Referring expression pointing data:
□ □ □ □

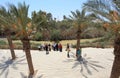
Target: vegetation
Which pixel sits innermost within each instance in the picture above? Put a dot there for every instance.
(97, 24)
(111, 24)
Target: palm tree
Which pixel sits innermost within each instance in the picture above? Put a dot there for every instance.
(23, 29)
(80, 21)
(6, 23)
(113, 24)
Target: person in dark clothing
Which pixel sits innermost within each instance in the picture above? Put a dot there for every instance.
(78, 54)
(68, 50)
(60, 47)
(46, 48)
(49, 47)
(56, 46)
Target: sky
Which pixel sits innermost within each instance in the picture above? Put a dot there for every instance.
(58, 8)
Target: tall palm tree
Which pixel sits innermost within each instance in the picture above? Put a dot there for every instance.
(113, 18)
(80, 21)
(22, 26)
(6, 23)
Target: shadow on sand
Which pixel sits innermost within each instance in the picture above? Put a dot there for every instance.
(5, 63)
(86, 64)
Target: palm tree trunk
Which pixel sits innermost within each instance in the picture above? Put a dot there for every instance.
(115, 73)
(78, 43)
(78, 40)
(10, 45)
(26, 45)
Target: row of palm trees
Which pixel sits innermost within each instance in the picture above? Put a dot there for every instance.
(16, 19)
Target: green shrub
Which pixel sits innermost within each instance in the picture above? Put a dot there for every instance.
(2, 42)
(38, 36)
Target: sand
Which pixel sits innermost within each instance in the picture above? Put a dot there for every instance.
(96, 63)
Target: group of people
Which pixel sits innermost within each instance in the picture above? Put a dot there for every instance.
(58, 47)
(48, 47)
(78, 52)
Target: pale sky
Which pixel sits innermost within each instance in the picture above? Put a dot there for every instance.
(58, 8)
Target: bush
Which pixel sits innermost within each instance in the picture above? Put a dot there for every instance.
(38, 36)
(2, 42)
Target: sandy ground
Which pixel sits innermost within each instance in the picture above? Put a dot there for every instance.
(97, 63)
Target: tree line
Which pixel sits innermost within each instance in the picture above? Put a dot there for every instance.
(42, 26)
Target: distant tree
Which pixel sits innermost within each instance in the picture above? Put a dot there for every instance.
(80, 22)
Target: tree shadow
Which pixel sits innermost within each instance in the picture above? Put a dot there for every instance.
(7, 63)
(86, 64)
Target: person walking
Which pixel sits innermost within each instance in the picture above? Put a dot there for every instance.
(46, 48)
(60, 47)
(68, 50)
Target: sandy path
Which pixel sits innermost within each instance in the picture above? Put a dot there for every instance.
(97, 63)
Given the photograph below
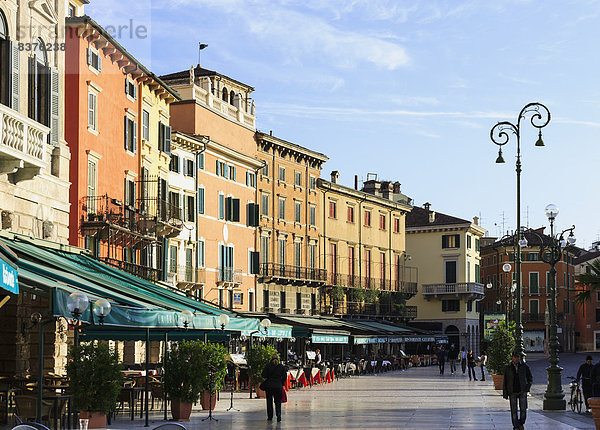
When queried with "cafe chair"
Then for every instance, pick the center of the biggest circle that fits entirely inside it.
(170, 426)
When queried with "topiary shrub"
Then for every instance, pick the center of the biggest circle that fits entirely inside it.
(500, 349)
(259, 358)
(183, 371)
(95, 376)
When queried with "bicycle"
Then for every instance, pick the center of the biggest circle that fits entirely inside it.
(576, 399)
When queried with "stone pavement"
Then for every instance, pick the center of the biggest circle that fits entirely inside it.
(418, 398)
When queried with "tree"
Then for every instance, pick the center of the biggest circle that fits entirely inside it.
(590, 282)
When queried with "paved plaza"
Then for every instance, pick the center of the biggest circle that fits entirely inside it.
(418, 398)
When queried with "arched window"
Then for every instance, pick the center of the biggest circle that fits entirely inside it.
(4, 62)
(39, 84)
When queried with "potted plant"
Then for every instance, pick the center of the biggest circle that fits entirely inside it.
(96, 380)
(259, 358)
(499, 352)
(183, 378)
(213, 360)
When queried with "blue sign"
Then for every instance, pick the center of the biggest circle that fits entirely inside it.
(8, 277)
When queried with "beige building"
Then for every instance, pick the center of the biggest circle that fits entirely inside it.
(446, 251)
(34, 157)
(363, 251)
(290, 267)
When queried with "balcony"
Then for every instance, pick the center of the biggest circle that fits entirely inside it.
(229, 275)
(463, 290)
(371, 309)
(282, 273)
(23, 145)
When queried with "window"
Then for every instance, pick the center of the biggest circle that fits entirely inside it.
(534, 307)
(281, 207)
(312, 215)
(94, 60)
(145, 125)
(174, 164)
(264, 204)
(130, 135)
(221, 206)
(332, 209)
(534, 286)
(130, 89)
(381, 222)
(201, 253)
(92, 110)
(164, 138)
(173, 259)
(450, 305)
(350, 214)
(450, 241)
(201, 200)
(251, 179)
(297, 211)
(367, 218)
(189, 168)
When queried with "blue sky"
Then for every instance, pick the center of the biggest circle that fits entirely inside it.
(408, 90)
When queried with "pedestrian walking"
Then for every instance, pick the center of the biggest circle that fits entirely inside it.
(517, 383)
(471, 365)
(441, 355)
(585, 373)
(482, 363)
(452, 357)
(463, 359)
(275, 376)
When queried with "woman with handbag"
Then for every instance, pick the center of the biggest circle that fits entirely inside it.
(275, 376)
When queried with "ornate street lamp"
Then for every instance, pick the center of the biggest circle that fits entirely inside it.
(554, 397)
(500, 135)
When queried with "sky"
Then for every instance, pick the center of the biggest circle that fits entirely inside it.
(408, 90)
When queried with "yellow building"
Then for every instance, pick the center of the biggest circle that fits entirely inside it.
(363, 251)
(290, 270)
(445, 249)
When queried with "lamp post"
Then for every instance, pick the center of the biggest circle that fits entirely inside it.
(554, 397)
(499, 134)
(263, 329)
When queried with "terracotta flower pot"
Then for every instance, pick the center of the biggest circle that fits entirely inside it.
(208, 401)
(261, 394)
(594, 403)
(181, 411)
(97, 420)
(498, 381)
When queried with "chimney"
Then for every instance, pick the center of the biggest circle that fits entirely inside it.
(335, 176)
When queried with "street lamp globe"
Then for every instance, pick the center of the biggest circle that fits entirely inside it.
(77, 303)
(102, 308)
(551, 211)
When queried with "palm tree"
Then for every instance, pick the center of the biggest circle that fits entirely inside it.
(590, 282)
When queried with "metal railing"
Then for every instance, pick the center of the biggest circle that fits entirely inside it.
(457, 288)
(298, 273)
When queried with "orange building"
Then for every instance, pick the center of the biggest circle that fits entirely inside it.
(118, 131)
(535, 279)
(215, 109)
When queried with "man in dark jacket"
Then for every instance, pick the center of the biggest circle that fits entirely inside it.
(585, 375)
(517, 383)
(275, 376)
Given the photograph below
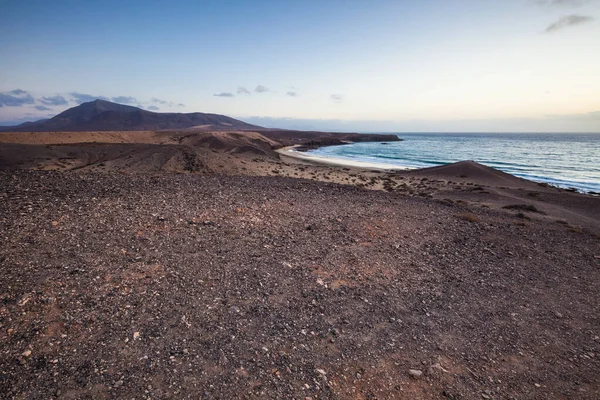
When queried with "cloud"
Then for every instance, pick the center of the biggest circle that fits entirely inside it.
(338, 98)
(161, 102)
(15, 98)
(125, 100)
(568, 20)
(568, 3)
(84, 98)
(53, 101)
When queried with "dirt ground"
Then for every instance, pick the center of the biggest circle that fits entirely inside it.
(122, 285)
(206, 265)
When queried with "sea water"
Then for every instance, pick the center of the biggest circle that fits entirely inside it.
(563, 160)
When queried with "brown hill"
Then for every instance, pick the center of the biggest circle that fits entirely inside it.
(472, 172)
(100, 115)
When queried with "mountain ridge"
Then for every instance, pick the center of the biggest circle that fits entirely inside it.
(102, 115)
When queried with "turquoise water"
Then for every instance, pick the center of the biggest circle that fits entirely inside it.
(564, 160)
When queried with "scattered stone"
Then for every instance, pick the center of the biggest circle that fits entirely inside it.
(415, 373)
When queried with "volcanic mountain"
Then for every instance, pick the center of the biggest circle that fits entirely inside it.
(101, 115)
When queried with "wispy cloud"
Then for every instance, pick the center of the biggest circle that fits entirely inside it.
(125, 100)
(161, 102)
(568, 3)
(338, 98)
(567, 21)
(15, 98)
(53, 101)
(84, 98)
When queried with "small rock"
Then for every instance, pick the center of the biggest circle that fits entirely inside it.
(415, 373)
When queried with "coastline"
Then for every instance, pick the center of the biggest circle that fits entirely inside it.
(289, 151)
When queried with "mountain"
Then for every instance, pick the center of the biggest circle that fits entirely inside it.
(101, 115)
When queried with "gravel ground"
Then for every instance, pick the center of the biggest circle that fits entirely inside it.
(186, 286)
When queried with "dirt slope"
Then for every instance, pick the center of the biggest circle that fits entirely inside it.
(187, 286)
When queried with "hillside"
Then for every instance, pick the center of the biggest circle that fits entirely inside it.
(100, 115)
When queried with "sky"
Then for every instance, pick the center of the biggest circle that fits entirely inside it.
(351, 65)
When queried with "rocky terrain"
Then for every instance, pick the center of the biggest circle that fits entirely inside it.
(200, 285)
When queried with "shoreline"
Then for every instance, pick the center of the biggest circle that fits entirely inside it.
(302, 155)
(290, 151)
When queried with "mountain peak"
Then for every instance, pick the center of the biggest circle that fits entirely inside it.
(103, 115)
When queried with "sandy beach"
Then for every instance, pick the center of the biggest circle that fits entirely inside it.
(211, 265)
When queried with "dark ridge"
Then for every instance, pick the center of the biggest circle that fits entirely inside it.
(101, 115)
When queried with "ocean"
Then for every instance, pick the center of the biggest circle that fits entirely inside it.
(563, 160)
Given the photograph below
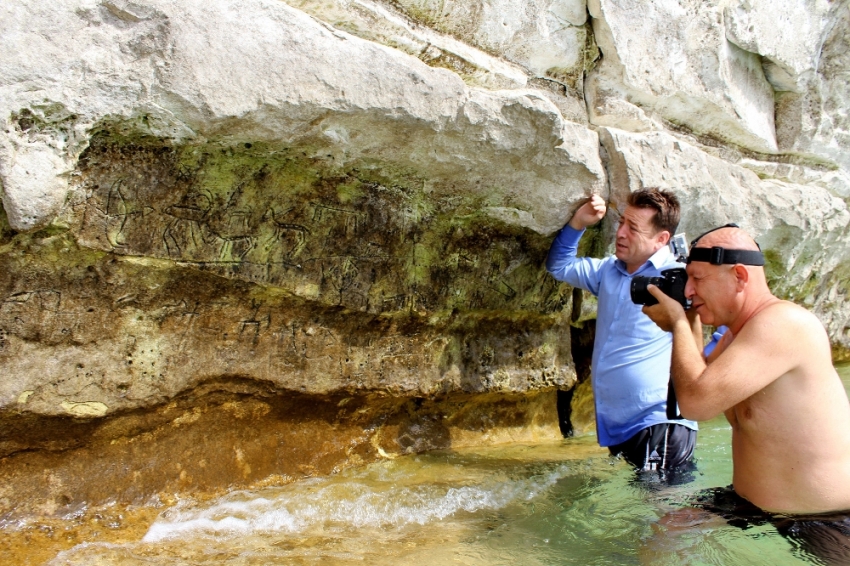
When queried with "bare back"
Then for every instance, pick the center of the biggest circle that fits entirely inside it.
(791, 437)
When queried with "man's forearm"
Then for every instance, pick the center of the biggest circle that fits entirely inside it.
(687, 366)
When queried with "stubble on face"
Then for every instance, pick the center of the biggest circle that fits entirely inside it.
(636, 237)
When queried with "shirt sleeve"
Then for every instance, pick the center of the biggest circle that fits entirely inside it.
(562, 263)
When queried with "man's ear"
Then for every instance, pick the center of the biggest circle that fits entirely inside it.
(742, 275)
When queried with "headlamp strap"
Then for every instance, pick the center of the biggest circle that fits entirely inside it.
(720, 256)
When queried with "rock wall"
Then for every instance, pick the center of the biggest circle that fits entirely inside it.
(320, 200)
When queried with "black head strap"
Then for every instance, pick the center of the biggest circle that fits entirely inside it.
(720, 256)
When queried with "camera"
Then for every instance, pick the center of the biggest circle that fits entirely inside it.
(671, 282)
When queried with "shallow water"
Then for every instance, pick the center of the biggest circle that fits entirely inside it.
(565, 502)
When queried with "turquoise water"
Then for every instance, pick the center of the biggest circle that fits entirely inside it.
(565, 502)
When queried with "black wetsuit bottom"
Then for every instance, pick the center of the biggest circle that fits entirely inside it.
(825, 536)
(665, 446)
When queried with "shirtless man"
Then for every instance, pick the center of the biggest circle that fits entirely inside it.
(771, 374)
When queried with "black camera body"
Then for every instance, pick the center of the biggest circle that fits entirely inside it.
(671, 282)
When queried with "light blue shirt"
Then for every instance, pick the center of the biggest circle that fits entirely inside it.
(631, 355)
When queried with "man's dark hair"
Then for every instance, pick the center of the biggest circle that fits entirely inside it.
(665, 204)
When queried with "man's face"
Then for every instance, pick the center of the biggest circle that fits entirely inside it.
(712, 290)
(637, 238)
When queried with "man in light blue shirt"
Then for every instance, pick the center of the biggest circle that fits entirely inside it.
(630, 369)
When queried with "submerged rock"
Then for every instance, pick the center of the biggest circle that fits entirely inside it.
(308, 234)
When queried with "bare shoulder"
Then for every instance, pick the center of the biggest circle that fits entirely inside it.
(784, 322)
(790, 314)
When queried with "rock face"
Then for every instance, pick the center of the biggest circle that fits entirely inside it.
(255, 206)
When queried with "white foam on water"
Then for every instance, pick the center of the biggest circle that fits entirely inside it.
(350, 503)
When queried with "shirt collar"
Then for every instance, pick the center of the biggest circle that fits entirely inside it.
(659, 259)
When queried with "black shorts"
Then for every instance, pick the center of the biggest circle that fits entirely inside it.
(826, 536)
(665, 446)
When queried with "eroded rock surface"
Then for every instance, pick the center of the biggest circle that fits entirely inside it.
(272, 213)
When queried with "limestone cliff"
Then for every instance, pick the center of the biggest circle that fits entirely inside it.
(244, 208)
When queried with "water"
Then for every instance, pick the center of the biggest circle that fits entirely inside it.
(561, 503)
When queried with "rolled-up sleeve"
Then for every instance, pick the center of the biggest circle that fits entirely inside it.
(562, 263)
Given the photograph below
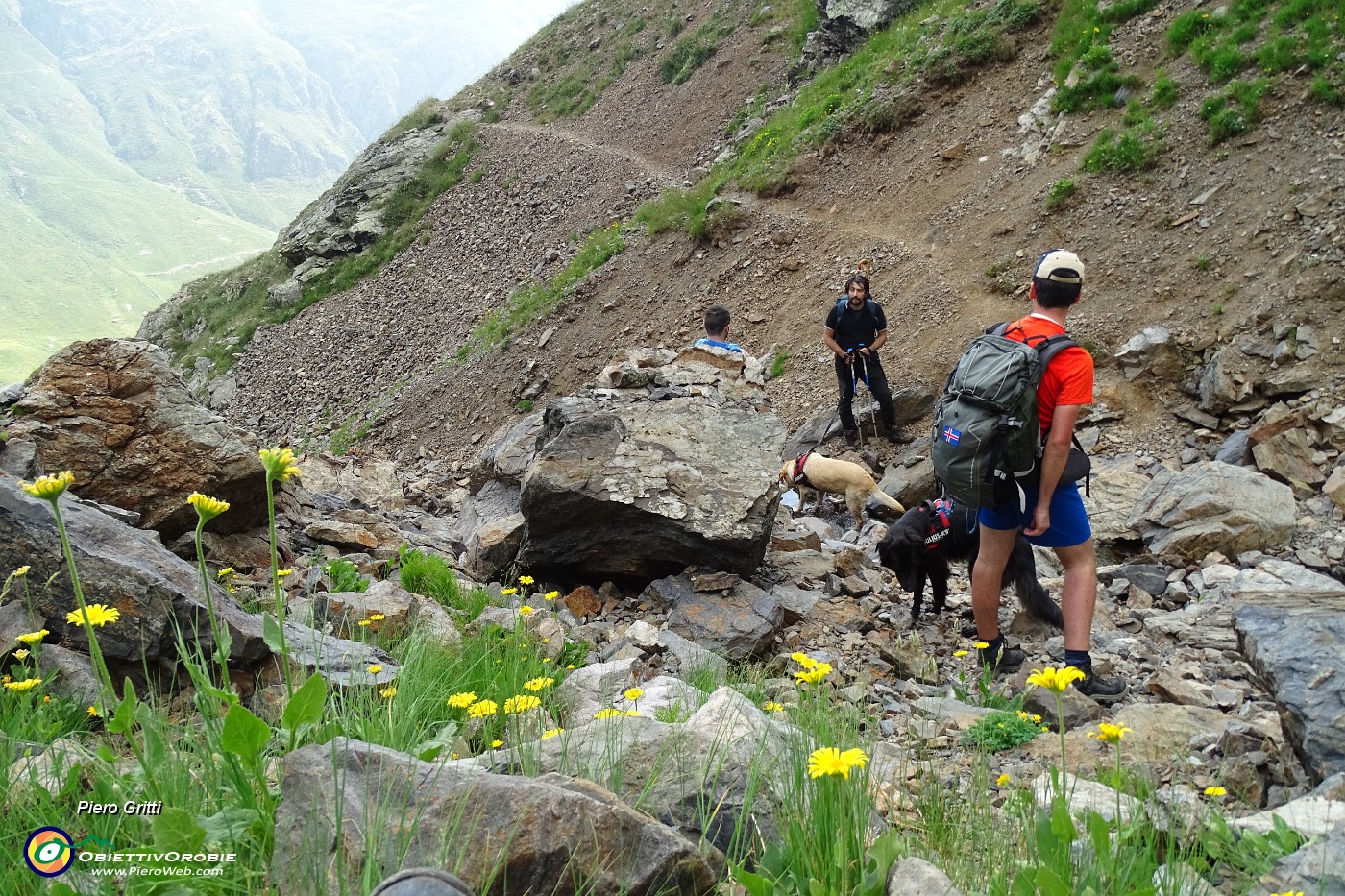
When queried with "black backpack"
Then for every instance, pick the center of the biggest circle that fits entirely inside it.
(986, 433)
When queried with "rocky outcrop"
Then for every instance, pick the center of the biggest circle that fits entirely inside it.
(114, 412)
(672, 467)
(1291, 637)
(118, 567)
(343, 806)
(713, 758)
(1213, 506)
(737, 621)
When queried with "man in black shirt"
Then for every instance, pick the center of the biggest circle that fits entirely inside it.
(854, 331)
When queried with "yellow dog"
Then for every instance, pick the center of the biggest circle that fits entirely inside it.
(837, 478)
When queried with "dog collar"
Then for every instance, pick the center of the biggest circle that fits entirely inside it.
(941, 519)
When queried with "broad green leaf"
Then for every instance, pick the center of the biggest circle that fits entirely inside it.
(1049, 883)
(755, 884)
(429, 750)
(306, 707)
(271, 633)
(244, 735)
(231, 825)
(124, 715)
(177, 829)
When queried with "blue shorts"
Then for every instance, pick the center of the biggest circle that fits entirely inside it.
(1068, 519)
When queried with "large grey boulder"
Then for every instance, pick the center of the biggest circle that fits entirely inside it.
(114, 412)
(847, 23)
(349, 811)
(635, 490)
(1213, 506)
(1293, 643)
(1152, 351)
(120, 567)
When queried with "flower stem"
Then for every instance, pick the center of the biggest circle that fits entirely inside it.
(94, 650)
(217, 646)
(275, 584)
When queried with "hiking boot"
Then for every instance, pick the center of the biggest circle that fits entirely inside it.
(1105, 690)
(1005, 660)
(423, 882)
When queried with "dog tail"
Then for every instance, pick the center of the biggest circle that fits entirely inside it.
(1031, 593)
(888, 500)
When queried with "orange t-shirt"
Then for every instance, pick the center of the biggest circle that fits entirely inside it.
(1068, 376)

□ □ □ □

EXERCISE INSTRUCTIONS
Only the count belongs in your answer, so please work out how many lines of the data contain "dirt".

SOLUTION BELOW
2